** start of Input rows **

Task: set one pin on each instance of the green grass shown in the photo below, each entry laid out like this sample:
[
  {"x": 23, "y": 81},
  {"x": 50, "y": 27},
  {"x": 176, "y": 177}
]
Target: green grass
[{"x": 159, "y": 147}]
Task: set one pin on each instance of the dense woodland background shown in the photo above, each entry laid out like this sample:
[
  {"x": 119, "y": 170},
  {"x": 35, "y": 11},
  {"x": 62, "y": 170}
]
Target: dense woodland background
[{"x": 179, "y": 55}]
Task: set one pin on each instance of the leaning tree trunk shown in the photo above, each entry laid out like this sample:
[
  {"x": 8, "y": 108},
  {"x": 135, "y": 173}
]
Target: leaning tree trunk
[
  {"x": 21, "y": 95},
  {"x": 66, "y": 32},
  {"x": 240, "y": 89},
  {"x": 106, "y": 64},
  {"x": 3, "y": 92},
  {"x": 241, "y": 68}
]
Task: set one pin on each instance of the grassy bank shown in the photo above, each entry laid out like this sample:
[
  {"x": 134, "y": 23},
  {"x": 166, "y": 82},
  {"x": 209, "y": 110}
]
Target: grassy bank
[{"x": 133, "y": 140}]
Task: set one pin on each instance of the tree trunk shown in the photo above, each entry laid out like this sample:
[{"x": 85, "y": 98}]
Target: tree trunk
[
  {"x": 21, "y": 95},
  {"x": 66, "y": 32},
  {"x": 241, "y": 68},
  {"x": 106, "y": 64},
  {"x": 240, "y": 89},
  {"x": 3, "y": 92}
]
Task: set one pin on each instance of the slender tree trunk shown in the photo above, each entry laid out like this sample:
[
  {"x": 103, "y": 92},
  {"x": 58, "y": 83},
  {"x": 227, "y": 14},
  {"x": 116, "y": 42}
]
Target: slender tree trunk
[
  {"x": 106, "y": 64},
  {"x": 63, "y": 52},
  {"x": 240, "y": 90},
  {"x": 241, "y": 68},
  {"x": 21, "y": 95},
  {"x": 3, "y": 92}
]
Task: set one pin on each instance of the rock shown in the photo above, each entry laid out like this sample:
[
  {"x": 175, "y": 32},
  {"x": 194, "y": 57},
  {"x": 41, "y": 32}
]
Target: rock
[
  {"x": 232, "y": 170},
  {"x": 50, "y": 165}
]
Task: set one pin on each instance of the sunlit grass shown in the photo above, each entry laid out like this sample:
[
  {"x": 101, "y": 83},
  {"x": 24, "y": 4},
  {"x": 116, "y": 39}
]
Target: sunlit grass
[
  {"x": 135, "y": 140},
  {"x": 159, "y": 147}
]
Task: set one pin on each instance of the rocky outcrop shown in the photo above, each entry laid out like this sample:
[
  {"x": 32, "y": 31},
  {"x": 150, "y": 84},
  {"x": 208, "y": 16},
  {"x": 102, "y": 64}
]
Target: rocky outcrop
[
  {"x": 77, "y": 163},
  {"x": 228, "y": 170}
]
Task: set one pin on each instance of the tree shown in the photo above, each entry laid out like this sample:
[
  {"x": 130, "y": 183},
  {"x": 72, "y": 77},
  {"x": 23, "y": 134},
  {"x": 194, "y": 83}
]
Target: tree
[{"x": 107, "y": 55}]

** end of Input rows **

Request:
Locate "Task: set one pin on each instance of the rock shown" in the data above. Then repeat, exactly, its line and each line after it through the last, adding nothing.

The response:
Task: set one pin on each instance of the rock shown in the photo above, each entry laid out like this sample:
[
  {"x": 175, "y": 32},
  {"x": 194, "y": 57},
  {"x": 41, "y": 32}
]
Target: rock
[
  {"x": 232, "y": 170},
  {"x": 50, "y": 165}
]
Task: set one pin on each instance of the sunlit grass shown in the photo above, each entry laid out like this sample:
[
  {"x": 101, "y": 83},
  {"x": 24, "y": 4},
  {"x": 116, "y": 39}
]
Target: sunlit grass
[
  {"x": 135, "y": 140},
  {"x": 159, "y": 147}
]
Task: set one pin on each instance of the rocky outcrop shown in the photo above, each entry laid out like this sample:
[
  {"x": 32, "y": 31},
  {"x": 150, "y": 84},
  {"x": 208, "y": 16},
  {"x": 102, "y": 64}
]
Target: rocky outcrop
[
  {"x": 77, "y": 163},
  {"x": 228, "y": 170}
]
Task: set one pin on each instance of the tree shown in the photo above, each entry laid out like this sample:
[
  {"x": 130, "y": 183},
  {"x": 72, "y": 77},
  {"x": 23, "y": 134},
  {"x": 194, "y": 83}
]
Target: tree
[{"x": 107, "y": 55}]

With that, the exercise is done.